[Opening Input data section]
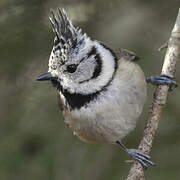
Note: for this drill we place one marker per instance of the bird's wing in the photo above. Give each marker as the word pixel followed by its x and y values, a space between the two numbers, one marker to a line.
pixel 126 54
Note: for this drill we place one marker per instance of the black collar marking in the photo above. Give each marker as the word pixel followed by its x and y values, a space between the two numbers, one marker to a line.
pixel 76 100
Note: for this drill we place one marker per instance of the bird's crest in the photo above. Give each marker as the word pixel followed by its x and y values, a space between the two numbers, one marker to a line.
pixel 67 37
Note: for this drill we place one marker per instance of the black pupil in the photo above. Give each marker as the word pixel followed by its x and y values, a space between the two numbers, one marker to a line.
pixel 71 68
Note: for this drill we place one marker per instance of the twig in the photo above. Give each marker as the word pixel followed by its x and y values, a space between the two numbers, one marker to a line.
pixel 159 100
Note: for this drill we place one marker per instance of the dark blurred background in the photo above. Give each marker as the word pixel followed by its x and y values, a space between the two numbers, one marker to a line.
pixel 34 142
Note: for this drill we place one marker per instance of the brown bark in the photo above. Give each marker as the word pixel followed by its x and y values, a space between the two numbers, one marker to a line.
pixel 159 100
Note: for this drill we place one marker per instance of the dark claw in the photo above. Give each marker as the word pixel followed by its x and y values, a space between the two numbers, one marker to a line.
pixel 140 157
pixel 163 79
pixel 137 155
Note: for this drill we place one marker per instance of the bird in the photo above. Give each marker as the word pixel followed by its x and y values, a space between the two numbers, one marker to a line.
pixel 101 93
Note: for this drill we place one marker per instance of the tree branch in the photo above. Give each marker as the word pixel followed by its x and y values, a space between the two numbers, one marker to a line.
[Closing Input data section]
*Task details*: Every entry above is to be copied verbatim, with the pictures removed.

*Solution to the exercise*:
Note: for this drill we place one marker per instance of the bird's wing in the photo above. Give each marker as the word pixel followed by its x and y values, a space between the two numbers, one marker to a line.
pixel 126 54
Note: for this drill we place one marker per instance of the black collar marking in the photo above. Give each marker as the word pixel followed by its x and y values, a space between the two numbers, one marker to a line.
pixel 76 100
Note: for this drill we place one marker per instance of the bird's crest in the photo above. Give each marker as the word pixel followed by its x and y values, a space between the two numbers, one marker to a line.
pixel 67 37
Note: for this drill we place one marker per instance of the black pupil in the photo above. Give each marker as the word pixel followed by its x and y values, a space between the two numbers, one marker to a line.
pixel 71 68
Note: for this drill we place one marker per instance of the twig in the photo above. Give each marker as the word pixel followed by its x and y values, a space between the two numbers, one marker to a line.
pixel 159 100
Note: for this drill we place one marker per instance of the dark blurred background in the photo above. Give each marker as the word pixel followed by its x and y values, a space between the two numbers, one marker to a line.
pixel 34 142
Note: for this drill we place one marker per instance of the brown bark in the photo above. Give each marker as the word pixel followed by its x and y values, a space between the two numbers, one marker to a line.
pixel 159 100
Note: for this drill we place one marker per instance of the dark claw in the photo above. Give each marker as the word pixel followed by its x and y values, a space between the two numbers, one marker to a line.
pixel 140 157
pixel 163 79
pixel 137 155
Note: for this drill we place one marker per instance of the bird in the photo above. Give each marker as the word pixel followed by its x and y values, a space between the two numbers, one marker to a line.
pixel 101 93
Note: for this drill we place one marker per instance of the tree branch in the photo above. Give each marker as the word pixel followed by its x and y values, a space between the two numbers, one marker to a line.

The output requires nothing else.